* _ACTIONS TO TAKE_
1 > In the transmission thread, what code did the car throw after the mechanic updated the program?
2 > Rewrite the paragraph in the transmission thread that begins "There are many conditions in the CVT" more briefly, keeping its main facts.
3 > List every possible cause of the low transmission fluid pressure code that the poster found through research in the transmission thread.

I'll try cleaning the MAF sensor. I've used the spray before with good results on a different car. Might even still have some spray around.


----------



## BillHoo (Nov 13, 2006)

OK. The mechanic installed new exhaust manifold and catalytic convertor for around $4500. Says he tested the Mass Airflow sensor and it was good.

Vehicle had some hesitation, so he found the ECM and TCM were not up to date on the latest firmware.

He updated the program and now the car throws a P0868 code - Transmission Fluid Pressure Low.
Says Cat and Manifold are not leaking and "the transmission is feeding off its actual power. As vehicle gets hotter it is making the torque convertor slip."
The mechanic checked the CVT fluid levels and they are full.
Dealer recommends new Transmission - install $6200 +Tax/SS
Says she can discount to $5690.

Doing some research, I find the cause of this can be the following:

Defective transmission fluid pressure sensor <-- this would throw P0745
Damaged wiring or connectors <-- Maybe
Low fluid levels caused by fluid leaks <-- Nissan sees no leaks
Dirty or contaminated transmission fluid <-- Nissan flushed Sep 2022
Defective transmission fluid temperature sensor <-- Maybe
Pressure pump failure <-- Maybe
Faulty PCM <-- Maybe
I'm thinking about just taking the car back and doing a test drive. If she offers to give me the discounted price if I bring it back, I can shop around for a cheaper transmission shop.

Or I can try to replace parts myself. I have access to a auto craft shops at various military posts. So I can put it on a lift and have tools available.

I'm thinking of replacing the CVT fluid filter and putting in fresh fluid
Replace transmission cooler filter
Maybe test and/or replace the pump
Maybe install an external transmission cooler?

Thoughts?


----------



## rogoman (Dec 16, 2004)

BillHoo said:


> Thanks for the insights!
> 
> As for overheadting fluid... The temps were in single digits that weekend. That's why I initially thought this was maybe a clogged fuel filter. I've done this trip of 480 miles round trip about once every two weeks that past few months. But I guess it could happen.
> 
> ...


There are many conditions in the CVT that could cause the CVT to drop into "fail safe mode". The Transmission Control Module (TCM) has a fail-safe mode. The mode functions so that operation can be continued even if the signal circuit of the main electronically controlled input/output parts is damaged.

* _SUPPLIED ENTRIES_

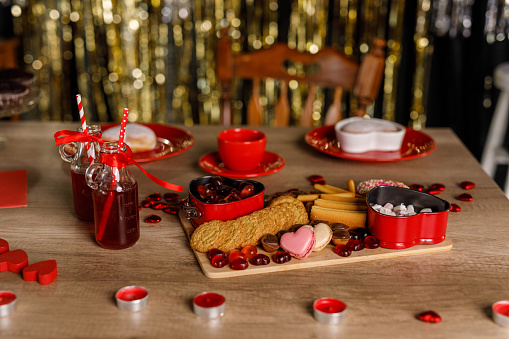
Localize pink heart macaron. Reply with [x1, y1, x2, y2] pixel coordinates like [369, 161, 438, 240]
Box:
[280, 227, 316, 259]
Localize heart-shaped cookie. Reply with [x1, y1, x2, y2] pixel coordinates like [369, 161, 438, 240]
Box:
[23, 260, 57, 285]
[0, 239, 9, 254]
[280, 227, 316, 259]
[0, 250, 28, 273]
[313, 223, 332, 252]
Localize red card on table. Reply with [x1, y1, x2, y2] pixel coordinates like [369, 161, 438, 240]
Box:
[0, 170, 27, 208]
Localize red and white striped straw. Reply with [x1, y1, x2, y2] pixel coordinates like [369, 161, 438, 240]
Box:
[118, 108, 129, 151]
[76, 94, 95, 163]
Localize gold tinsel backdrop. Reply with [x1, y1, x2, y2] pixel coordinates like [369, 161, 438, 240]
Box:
[3, 0, 496, 129]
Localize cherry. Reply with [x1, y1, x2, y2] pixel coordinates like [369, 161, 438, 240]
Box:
[228, 251, 247, 262]
[141, 200, 152, 207]
[207, 248, 225, 260]
[458, 193, 474, 201]
[210, 255, 228, 268]
[417, 311, 442, 323]
[346, 239, 364, 251]
[353, 227, 369, 240]
[210, 176, 224, 189]
[308, 174, 325, 185]
[147, 192, 163, 201]
[249, 253, 270, 266]
[460, 181, 476, 190]
[145, 214, 163, 224]
[163, 206, 180, 215]
[410, 184, 424, 192]
[164, 193, 180, 201]
[272, 251, 292, 264]
[348, 231, 362, 240]
[150, 202, 170, 210]
[334, 244, 352, 257]
[230, 258, 249, 271]
[364, 235, 380, 249]
[240, 245, 258, 259]
[239, 182, 254, 199]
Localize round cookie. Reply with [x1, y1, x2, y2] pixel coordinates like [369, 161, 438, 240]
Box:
[191, 220, 228, 252]
[218, 220, 246, 252]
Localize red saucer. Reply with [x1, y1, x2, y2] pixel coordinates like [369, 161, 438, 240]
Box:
[305, 125, 436, 161]
[199, 152, 285, 178]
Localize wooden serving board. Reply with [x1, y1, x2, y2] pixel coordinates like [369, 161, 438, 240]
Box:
[179, 211, 452, 278]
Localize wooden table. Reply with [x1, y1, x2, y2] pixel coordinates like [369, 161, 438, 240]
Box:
[0, 122, 509, 338]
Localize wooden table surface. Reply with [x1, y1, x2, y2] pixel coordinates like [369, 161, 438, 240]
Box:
[0, 122, 509, 338]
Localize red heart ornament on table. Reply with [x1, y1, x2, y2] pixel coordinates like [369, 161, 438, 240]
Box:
[23, 260, 57, 285]
[0, 250, 28, 273]
[280, 227, 316, 259]
[418, 311, 442, 323]
[0, 239, 9, 254]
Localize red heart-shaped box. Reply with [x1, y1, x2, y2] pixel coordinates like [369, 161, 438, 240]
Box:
[366, 186, 451, 249]
[182, 176, 265, 227]
[23, 260, 57, 285]
[0, 250, 28, 273]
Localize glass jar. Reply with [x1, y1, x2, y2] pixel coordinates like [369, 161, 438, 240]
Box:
[58, 125, 102, 222]
[86, 142, 140, 250]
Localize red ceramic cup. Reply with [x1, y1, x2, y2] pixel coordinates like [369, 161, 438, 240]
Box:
[217, 128, 267, 171]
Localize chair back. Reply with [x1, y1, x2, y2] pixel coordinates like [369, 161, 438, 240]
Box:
[216, 30, 386, 126]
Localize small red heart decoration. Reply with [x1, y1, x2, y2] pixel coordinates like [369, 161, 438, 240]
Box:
[418, 311, 442, 323]
[0, 250, 28, 273]
[23, 260, 57, 285]
[0, 239, 9, 254]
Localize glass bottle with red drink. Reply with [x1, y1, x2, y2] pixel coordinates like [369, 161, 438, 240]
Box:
[86, 142, 140, 250]
[59, 125, 102, 221]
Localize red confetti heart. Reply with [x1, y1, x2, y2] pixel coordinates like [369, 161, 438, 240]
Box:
[460, 181, 476, 190]
[418, 311, 442, 323]
[147, 192, 163, 201]
[0, 250, 28, 273]
[410, 184, 424, 192]
[150, 202, 170, 210]
[458, 193, 474, 201]
[23, 260, 57, 285]
[145, 214, 162, 224]
[308, 175, 325, 185]
[141, 200, 153, 207]
[164, 193, 180, 201]
[430, 184, 445, 192]
[0, 239, 9, 254]
[163, 206, 180, 215]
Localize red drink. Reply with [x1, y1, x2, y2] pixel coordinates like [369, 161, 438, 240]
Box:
[71, 170, 94, 221]
[92, 183, 140, 250]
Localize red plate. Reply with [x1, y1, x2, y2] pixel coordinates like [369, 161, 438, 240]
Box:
[101, 123, 194, 162]
[199, 152, 285, 178]
[305, 125, 436, 161]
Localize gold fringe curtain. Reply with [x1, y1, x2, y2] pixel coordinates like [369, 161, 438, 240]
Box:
[8, 0, 432, 128]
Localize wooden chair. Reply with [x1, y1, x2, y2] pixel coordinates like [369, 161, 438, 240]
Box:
[216, 29, 385, 126]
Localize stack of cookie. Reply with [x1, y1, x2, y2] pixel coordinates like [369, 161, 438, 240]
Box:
[191, 196, 309, 252]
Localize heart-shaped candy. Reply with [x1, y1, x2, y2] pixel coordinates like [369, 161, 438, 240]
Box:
[0, 239, 9, 254]
[0, 250, 28, 273]
[280, 227, 316, 259]
[23, 260, 57, 285]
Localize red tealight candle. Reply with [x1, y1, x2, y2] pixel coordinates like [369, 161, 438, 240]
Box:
[313, 298, 346, 324]
[0, 291, 17, 317]
[115, 286, 148, 312]
[193, 292, 226, 319]
[491, 300, 509, 327]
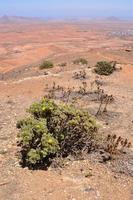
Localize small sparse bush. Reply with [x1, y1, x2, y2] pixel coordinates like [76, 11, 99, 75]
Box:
[73, 58, 88, 65]
[94, 61, 116, 76]
[17, 98, 98, 166]
[39, 60, 54, 69]
[59, 62, 67, 67]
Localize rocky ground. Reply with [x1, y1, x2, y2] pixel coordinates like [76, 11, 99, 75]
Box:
[0, 20, 133, 200]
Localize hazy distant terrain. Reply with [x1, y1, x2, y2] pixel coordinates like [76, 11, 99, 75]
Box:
[0, 16, 133, 200]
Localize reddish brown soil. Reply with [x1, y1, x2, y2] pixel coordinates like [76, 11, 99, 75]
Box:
[0, 22, 133, 200]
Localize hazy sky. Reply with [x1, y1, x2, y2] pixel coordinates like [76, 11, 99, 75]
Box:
[0, 0, 133, 18]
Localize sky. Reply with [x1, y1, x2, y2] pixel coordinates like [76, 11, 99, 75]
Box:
[0, 0, 133, 18]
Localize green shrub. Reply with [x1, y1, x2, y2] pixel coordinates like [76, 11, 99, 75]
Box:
[94, 61, 116, 76]
[17, 98, 98, 166]
[59, 62, 67, 67]
[73, 58, 88, 65]
[39, 60, 54, 69]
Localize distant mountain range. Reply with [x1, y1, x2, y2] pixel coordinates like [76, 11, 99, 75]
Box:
[0, 15, 127, 24]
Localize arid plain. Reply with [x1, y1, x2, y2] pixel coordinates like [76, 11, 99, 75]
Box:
[0, 20, 133, 200]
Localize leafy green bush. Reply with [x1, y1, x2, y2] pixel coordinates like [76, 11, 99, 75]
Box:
[94, 61, 116, 76]
[73, 58, 88, 65]
[59, 62, 67, 67]
[17, 98, 98, 166]
[39, 60, 54, 69]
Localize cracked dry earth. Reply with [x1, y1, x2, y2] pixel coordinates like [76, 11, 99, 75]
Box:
[0, 61, 133, 200]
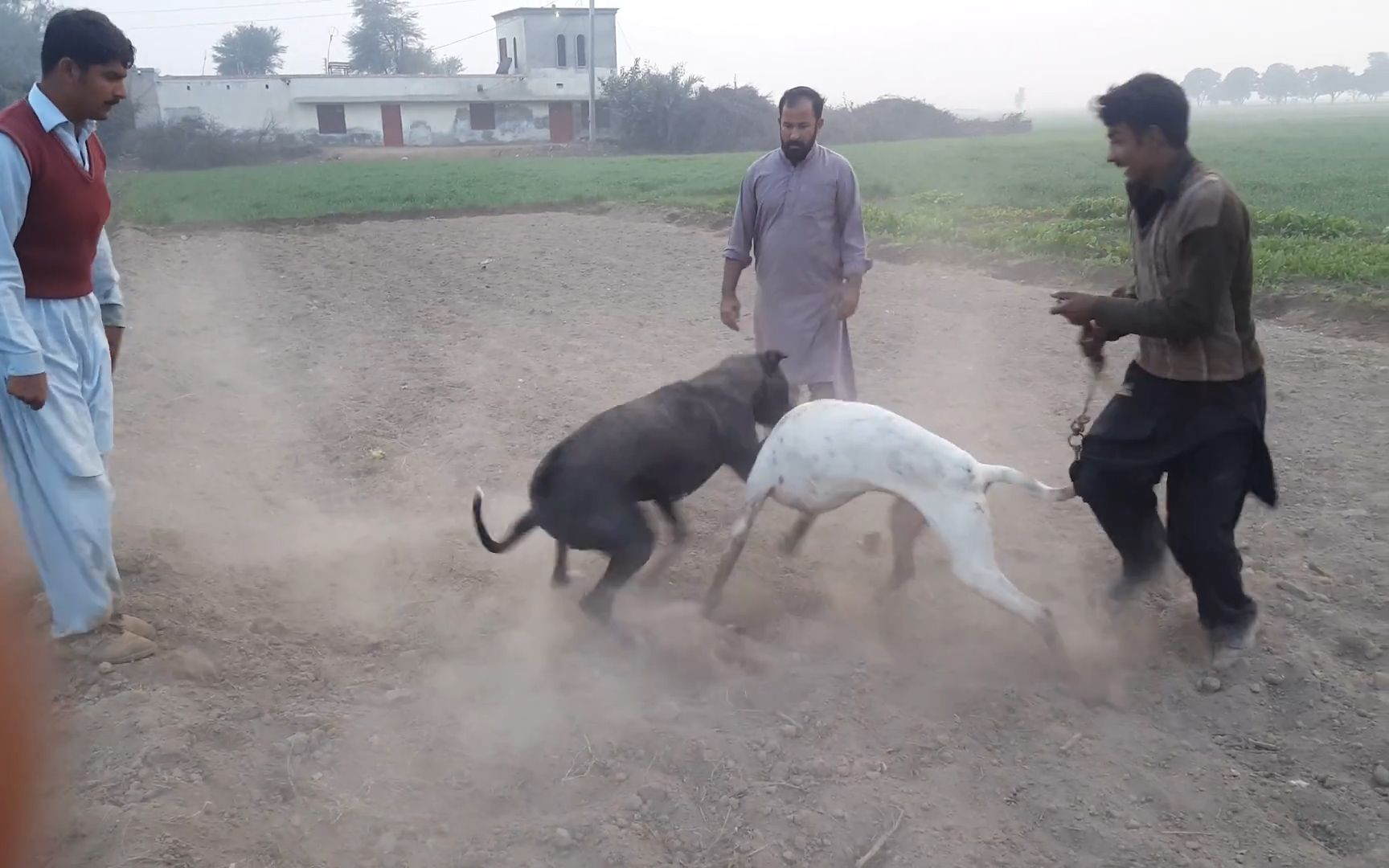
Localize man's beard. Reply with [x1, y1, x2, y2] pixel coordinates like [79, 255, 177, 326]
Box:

* _EXPECTED RESPONSES_
1 > P0868, Transmission Fluid Pressure Low.

2 > Many CVT conditions can put the CVT into fail-safe mode. This Transmission Control Module (TCM) mode lets operation continue even if the signal circuit of the main electronically controlled input/output parts is damaged.

3 >
- Defective transmission fluid pressure sensor
- Damaged wiring or connectors
- Low fluid levels caused by fluid leaks
- Dirty or contaminated transmission fluid
- Defective transmission fluid temperature sensor
- Pressure pump failure
- Faulty PCM